## SET EXERCISE
Duplicate the following items line for line, leaving out the pictures.

─── RECORDS SUPPLIED ───

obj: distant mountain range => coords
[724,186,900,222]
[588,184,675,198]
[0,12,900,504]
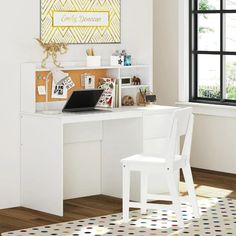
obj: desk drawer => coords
[143,114,171,140]
[64,122,102,144]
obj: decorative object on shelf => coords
[81,73,95,89]
[41,0,121,44]
[136,88,147,106]
[121,50,132,66]
[36,39,68,68]
[38,86,46,96]
[86,48,94,56]
[122,96,134,106]
[132,76,141,85]
[87,56,101,67]
[121,77,132,86]
[136,88,157,106]
[52,81,67,99]
[86,48,101,67]
[110,50,125,66]
[43,68,69,114]
[124,55,132,66]
[62,77,75,90]
[145,94,157,104]
[97,78,116,108]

───

## PROBLEM SOLUTION
obj: distant mountain range => coords
[724,186,900,222]
[588,184,675,198]
[0,12,900,504]
obj: desk drawer => coords
[143,114,171,140]
[64,122,102,144]
obj: decorative object on shelf => coords
[81,73,95,89]
[41,0,121,44]
[136,88,147,106]
[121,50,132,66]
[36,39,68,68]
[38,86,46,96]
[86,48,94,56]
[122,96,134,106]
[132,76,141,85]
[87,56,101,67]
[121,77,132,86]
[136,88,157,106]
[52,81,67,99]
[86,48,101,67]
[110,50,125,66]
[43,68,69,114]
[124,55,132,66]
[62,77,75,90]
[145,94,157,104]
[97,78,116,108]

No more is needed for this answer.